> **TASK DATA**:
_ _ _
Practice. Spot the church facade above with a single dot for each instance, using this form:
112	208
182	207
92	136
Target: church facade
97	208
_ _ _
> **SHORT TASK**: Swap "church facade" for "chapel front" throughout the records above and write the lines out again, leaving everything else untouched.

> **TASK SOLUTION**:
Practice. Spot the chapel front above with a single dot for each instance, using this form:
112	208
182	207
92	136
Target: chapel front
97	208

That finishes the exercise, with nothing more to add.